Instruction ▸ Without altering anything, repeat each of the records.

=====

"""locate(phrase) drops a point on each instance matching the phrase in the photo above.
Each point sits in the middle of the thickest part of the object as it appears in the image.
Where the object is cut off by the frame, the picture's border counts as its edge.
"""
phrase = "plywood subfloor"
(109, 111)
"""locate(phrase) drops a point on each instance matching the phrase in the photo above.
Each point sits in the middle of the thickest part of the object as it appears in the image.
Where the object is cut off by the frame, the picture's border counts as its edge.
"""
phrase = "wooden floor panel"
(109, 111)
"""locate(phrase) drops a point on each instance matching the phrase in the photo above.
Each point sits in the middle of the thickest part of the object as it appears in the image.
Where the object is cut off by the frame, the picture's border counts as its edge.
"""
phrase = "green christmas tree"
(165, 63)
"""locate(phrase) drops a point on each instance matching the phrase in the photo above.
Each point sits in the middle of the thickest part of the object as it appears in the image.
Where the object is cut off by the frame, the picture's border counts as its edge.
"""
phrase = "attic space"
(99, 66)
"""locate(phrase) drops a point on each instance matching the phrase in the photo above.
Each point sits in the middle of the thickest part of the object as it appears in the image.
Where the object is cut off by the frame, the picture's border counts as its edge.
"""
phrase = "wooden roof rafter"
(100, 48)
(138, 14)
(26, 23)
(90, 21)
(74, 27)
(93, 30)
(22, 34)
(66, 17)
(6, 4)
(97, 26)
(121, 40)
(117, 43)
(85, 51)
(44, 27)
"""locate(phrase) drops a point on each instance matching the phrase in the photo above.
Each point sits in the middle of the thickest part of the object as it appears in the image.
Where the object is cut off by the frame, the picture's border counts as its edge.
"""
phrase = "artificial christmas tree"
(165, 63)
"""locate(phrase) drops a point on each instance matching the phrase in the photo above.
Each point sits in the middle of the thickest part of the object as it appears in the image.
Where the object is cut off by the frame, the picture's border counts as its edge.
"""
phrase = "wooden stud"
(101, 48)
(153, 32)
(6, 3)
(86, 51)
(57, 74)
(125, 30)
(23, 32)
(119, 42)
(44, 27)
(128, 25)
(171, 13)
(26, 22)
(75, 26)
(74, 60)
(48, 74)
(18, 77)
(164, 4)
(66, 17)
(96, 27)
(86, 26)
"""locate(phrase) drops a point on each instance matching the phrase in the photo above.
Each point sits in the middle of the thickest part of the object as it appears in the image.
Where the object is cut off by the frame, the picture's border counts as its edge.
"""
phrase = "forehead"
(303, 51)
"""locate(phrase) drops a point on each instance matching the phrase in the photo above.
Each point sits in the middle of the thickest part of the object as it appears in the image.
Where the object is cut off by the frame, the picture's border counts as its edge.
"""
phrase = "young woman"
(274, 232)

=====

The solution ▸
"""locate(phrase) drops a point on each instance matching the phrase in the photo above.
Each point sits in the middle of the thickest part of the object as it appears in the image.
Where the object is cut off by the frame, the picture's border counts as its edge.
"""
phrase = "plywood subfloor"
(109, 111)
"""locate(phrase) drops a point on each instance matching the phrase in the photo above.
Each point sits in the middle of the thickest part of the object as it appears in the image.
Where the object is cut off by the frame, the picture's border counts as its edge.
"""
phrase = "wooden floor panel"
(109, 111)
"""locate(phrase) drops a point on each instance matching the phrase in the photo above.
Each point sits in the middle of the thickest part of the object as it appears in the image.
Where the object is cut off by the frame, the picture's border counts as its edge.
"""
phrase = "green christmas tree"
(165, 63)
"""locate(phrase) drops a point on each instance matching the phrase in the photo above.
Each point sits in the middle of the thickest part of the object as it appears in the image.
Where the object is cut off by the frame, the picture's border counts as its edge.
"""
phrase = "attic space"
(99, 66)
"""locate(phrase) drops a point on each instance matching the phrase in the photo above.
Each point sits in the middle of the thickest part of the object as it appears in the image.
Where the object is cut off by the frame, the picture's border counts as its edge.
"""
phrase = "wooden roof rafter"
(100, 48)
(138, 14)
(26, 23)
(90, 21)
(74, 27)
(93, 30)
(22, 34)
(66, 17)
(6, 4)
(97, 26)
(121, 40)
(117, 43)
(85, 51)
(44, 27)
"""locate(phrase) drops a point on each instance matching the phrase in the photo above.
Each point sits in the middle of the thickest part of the object as it appears in the image.
Where the object is cut off by the frame, the picture's border counts as its edge.
"""
phrase = "artificial christmas tree"
(165, 63)
"""locate(phrase) drops a point on each instance matching the phrase in the photo above.
Each point sits in the middle of the thickest part of the object as it appears in the image.
Where the object is cut off by the frame, the picture's border counts as its edge.
"""
phrase = "wooden stud"
(101, 48)
(153, 32)
(6, 3)
(86, 51)
(57, 74)
(125, 30)
(23, 32)
(119, 42)
(44, 27)
(128, 25)
(171, 13)
(26, 22)
(75, 26)
(74, 60)
(48, 74)
(18, 77)
(164, 4)
(66, 17)
(96, 27)
(86, 26)
"""locate(phrase) drops a point on each instance matching the phrase in the photo above.
Each point sits in the middle of the thickest part of the object as it appears in the image.
Where the object is cut off by the frame, the picture's border counts as its edge.
"""
phrase = "forehead"
(303, 51)
"""locate(phrase) drops a point on each instance matching the phrase in the photo above.
Each point sits in the middle of the thickest part of the object as it appears in the image.
Where the object is cut off by the frame, the picture's border counts as its edge.
"""
phrase = "young woman"
(274, 232)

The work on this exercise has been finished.